_Task brief:_
Once the pictures have been set aside, copy every remaining entry exactly.

_Dataset entries:_
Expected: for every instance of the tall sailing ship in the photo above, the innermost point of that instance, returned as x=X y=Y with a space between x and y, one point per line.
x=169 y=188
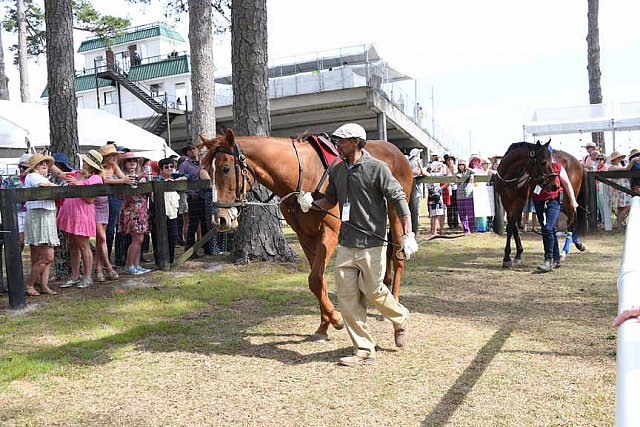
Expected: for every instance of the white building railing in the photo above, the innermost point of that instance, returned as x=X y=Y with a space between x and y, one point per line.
x=628 y=352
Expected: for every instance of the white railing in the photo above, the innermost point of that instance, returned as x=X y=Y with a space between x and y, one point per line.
x=628 y=353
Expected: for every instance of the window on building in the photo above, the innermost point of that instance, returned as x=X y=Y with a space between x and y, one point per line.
x=110 y=97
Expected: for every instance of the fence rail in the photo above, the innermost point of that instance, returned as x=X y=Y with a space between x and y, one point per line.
x=628 y=351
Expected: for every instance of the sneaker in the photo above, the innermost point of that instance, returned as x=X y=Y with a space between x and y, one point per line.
x=356 y=360
x=401 y=335
x=546 y=266
x=85 y=282
x=71 y=282
x=131 y=270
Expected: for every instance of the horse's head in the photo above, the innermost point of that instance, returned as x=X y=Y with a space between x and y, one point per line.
x=227 y=165
x=540 y=168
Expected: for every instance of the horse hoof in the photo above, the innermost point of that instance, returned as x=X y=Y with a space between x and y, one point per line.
x=319 y=338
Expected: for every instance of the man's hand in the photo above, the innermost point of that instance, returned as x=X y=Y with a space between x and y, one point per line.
x=409 y=245
x=305 y=200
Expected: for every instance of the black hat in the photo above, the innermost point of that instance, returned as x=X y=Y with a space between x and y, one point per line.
x=187 y=148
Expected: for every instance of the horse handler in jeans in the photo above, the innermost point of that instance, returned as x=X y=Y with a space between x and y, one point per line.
x=548 y=205
x=360 y=184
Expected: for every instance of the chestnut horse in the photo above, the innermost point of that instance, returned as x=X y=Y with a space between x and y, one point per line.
x=524 y=166
x=286 y=167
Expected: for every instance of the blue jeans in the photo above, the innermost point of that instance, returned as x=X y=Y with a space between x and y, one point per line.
x=547 y=212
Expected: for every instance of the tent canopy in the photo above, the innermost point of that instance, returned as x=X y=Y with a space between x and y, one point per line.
x=27 y=122
x=587 y=118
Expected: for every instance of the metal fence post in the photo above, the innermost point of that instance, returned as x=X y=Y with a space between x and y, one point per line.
x=15 y=278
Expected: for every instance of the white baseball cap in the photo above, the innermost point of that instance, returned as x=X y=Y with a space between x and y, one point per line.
x=350 y=130
x=24 y=159
x=415 y=152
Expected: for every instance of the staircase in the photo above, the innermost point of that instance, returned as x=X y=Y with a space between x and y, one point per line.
x=158 y=123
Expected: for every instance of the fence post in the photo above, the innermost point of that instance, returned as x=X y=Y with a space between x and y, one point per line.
x=498 y=217
x=160 y=221
x=592 y=202
x=15 y=278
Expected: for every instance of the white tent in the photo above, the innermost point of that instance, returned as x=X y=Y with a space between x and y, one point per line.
x=588 y=118
x=22 y=122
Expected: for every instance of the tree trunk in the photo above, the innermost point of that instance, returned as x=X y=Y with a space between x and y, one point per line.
x=202 y=77
x=63 y=115
x=23 y=66
x=593 y=64
x=4 y=80
x=259 y=235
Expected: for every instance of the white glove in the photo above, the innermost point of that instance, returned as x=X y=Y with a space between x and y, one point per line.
x=305 y=200
x=409 y=245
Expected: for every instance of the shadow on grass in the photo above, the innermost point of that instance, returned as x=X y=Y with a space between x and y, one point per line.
x=454 y=397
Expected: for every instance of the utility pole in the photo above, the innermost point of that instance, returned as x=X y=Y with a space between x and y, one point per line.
x=433 y=115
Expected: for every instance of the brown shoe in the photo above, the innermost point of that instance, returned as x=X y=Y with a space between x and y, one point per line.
x=356 y=360
x=401 y=334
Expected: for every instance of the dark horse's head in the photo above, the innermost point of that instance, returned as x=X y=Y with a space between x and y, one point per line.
x=227 y=166
x=524 y=161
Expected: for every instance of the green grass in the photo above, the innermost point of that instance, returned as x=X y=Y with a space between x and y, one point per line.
x=82 y=331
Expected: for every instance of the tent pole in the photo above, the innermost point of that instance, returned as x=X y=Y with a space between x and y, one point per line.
x=613 y=133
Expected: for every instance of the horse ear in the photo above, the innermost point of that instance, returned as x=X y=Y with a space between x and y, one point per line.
x=230 y=136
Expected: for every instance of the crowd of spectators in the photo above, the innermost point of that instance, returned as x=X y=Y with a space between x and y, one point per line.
x=72 y=240
x=451 y=201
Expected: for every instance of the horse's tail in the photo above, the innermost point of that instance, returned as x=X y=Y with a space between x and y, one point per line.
x=583 y=197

_Task answer:_
Expected: for every instance of the tall sailing ship in the photo above, the innermost point of that instance, returned as x=X y=Y with a space between x and y, one point per line.
x=169 y=188
Expected: for every instance of the white building railing in the photo above, the innermost point of that instance, returned as x=X y=Y with a space between x and y, one point per line.
x=628 y=352
Expected: for every instance of the white railing in the photo above, the innermost point of that instance, returned as x=X y=Y with a space between x and y, one point per line.
x=628 y=353
Expected: for every instance of the window on building in the photo above, the innermost point of that instance, returned as x=X y=Y with a space between x and y, one point per line.
x=110 y=97
Expected: for every instance of the fence rail in the photo above, the innermost point of that instance, returned as x=X y=Y with a space between x and y, one point per line.
x=628 y=351
Expected: for every instance of the sneaker in the photo above, the innermost point of that instance, returned as x=X y=Y with a space between x and y, one point per line.
x=356 y=360
x=401 y=335
x=546 y=266
x=85 y=282
x=71 y=282
x=131 y=270
Expected: for every instance of the horse's head in the photo above, the innermost point of that instance, returned as x=X y=Y with a space between x and y, one point per line.
x=227 y=165
x=540 y=168
Expected: for every instance of the horse hoof in the photo above, the innermost point of that instance, returned as x=X y=Y with a space between x and y, one point per line.
x=319 y=338
Expected: for every instance of the man's hand in the photo above, the innermost point of that instance, returned as x=X y=Y with a space between x and y, one point per line.
x=409 y=245
x=305 y=200
Expected: for every instance of the black hat in the photo above, the innermost point of that instance, returned as x=X y=Y with a space between x and y, one point per line.
x=187 y=148
Expected: for every instance of the horse handler in jeans in the photo above, the innermost point of that instance, returned as x=X y=Y with a space between x and y, one point per line.
x=548 y=205
x=360 y=184
Expected: for every instance of the chestnut horse in the photo above, the innermost point of that instance, returned as x=X y=Y with a space between x and y, one point per line.
x=524 y=166
x=286 y=167
Expected: for every instance of the blue jeans in the photo above, the innermost point of that instance, returned as x=X y=Y with a space between x and y, one point per line.
x=547 y=212
Expected: for every instance of the tent canopy in the photo above, the innermost point of that instance, returned as x=X y=Y with a space between x and y, one point per line.
x=27 y=122
x=587 y=118
Expected: for every instance of the metal fence post in the photo above, the innermost point of that instance, returned as x=X y=Y with a space between x and y, one point per line.
x=15 y=278
Expected: for every instance of the white baseball cap in the photo above, the innermost point of that instance, returned as x=X y=Y with a space between x and y, one point per line.
x=350 y=130
x=24 y=159
x=415 y=152
Expected: for every instance of the staircase in the photo above, the innermost point of that instance, returned as x=X y=Y with a space between x and y, one point per line.
x=158 y=123
Expected: for every instance of the fence post in the photo above, the innermost point of that instance, returned as x=X y=Y with a space between x and y, one point per line.
x=498 y=217
x=160 y=221
x=592 y=202
x=15 y=278
Expected: for every instance of the white tent in the photo above, the innermost point of that instance, returned as x=X y=Y with a space between x and y, one point per line.
x=588 y=118
x=22 y=122
Expected: for every instance of the tree trunk in the photo above, the innermost point of that instance, returned as x=X y=Y with a space between x and y, one point per line.
x=202 y=77
x=63 y=115
x=23 y=66
x=593 y=64
x=4 y=80
x=259 y=235
Expected: for every instance of the white glove in the photo above, the innermost point of that instance, returned as x=X y=Y with a space between x and y, one point per line.
x=305 y=200
x=409 y=245
Expected: for every instance of the shadow on grass in the photo above, the innermost point of that instance, returned as x=X y=Y with a space between x and y, one point per line.
x=454 y=397
Expected: for every instance of the utility pole in the photo above, the innermost point of that instance, returned as x=X y=Y with a space between x and y, one point per line.
x=433 y=115
Expected: for every instance of the brown shoe in the photo above, the innermost point of that instance, returned as x=X y=Y with a space between x and y, one point per line.
x=356 y=360
x=401 y=334
Expected: for every instance of the dark horse's head in the photo above, the innermost point of that instance, returned as x=X y=Y with a space between x and y, one point per line.
x=227 y=166
x=524 y=161
Expected: for every instance of the green grass in the photo above, the innermost point of that instance, returned as x=X y=Y with a space between x and y, one point per line.
x=82 y=331
Expected: for every instance of the tent pole in the photo above, the innermost point of that instance, returned as x=X y=Y with a space between x and y, one point per line.
x=613 y=133
Expected: for every instance of the horse ear in the photo above, the innermost point of that instance, returned as x=X y=Y with a space between x and y, one point per line.
x=230 y=136
Expected: for every instance of the crowd of spectators in the photo above, the innermost point of that instance, returned as x=X y=Y with a space between x and y, one point per line.
x=72 y=240
x=451 y=201
Expected: for every instance of the horse's tail in the photo above, the innermost point of that instance, returned as x=X y=Y with a space between x and y, one point per line.
x=583 y=197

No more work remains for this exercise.